[Data entries]
______

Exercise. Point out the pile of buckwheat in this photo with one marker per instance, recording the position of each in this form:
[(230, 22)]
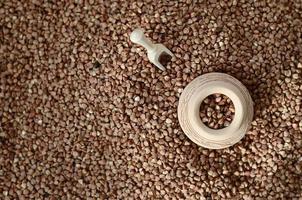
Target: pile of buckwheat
[(85, 115)]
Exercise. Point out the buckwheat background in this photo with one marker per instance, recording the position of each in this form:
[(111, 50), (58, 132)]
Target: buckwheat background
[(84, 115)]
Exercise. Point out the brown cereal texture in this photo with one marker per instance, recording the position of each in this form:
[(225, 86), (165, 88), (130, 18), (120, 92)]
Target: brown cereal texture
[(84, 115)]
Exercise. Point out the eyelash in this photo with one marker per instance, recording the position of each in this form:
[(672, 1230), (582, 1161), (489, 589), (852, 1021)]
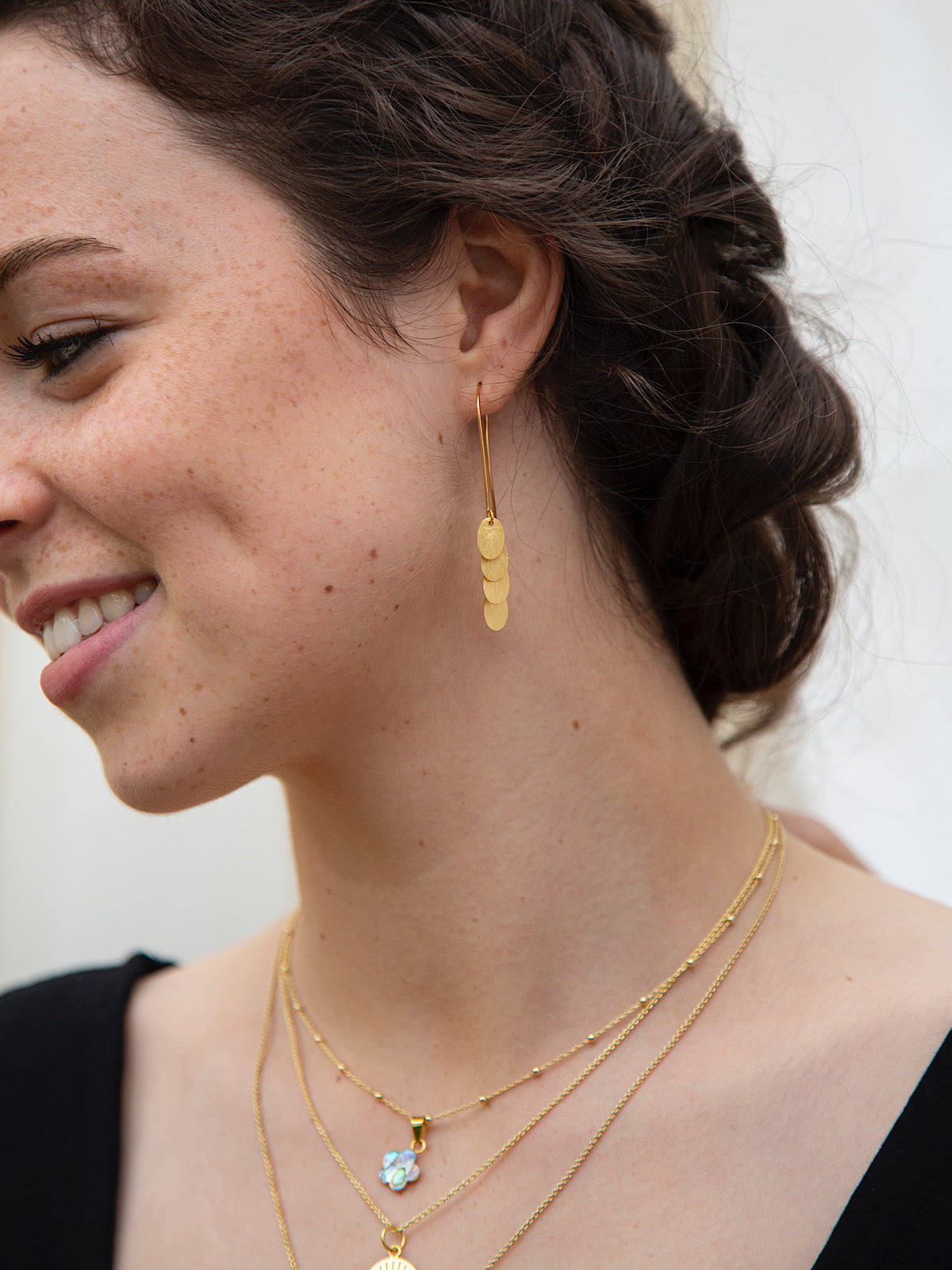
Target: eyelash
[(37, 352)]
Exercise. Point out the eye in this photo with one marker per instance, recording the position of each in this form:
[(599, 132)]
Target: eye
[(57, 353)]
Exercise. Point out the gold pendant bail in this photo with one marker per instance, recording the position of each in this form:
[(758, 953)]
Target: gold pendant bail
[(418, 1123)]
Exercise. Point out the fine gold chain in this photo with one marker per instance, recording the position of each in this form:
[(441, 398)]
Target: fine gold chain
[(632, 1089), (654, 997), (590, 1039), (776, 837)]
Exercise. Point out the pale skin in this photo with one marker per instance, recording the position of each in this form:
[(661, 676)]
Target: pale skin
[(501, 838)]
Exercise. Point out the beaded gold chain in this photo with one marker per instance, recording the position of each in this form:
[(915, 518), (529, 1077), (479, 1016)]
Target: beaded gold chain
[(400, 1168), (393, 1236)]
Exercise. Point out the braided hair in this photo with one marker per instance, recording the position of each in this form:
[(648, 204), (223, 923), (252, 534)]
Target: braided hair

______

** GIVEN TASK **
Reproduce verbatim the rows from the line containing "Exercise. Point out the buckwheat" up to and including the line containing "[(501, 838)]". Leave any pictures out of your copy.

** TASK SOLUTION **
Exercise. Point out the buckwheat background in this photo with one marker per instance, recording the position of each in this form:
[(111, 50), (58, 132)]
Target: buckwheat background
[(84, 115)]
Exercise. Point out the brown cereal texture in this photo with one marker per instance, recording the position of each in this form:
[(225, 86), (165, 88), (130, 18), (120, 92)]
Target: brown cereal texture
[(84, 115)]
Exercise. Point out the eyelash in this photo with one marker per instance, recording the position of each in this form:
[(672, 1230), (582, 1161), (489, 589), (852, 1021)]
Target: eyelash
[(37, 352)]
Exercise. Point out the eye in this photo with one marker per instance, recording the position of each in this form:
[(599, 132)]
Target: eye
[(57, 353)]
Exercise. Point out the gold pendant bail in this photo with one marker per instance, recording the position of each in this form:
[(758, 953)]
Target: gold pendant bail
[(418, 1123)]
Exercise. Point out the fine gold chain in this photo with one marker per instance, recording the position of each in this form:
[(441, 398)]
Target: fine gold chain
[(632, 1089), (654, 997), (590, 1039), (776, 837)]
Exercise. Point out the pale skin in this photo with one marker per instance, recording the position of each in this form:
[(661, 676)]
Target: pale skin
[(501, 838)]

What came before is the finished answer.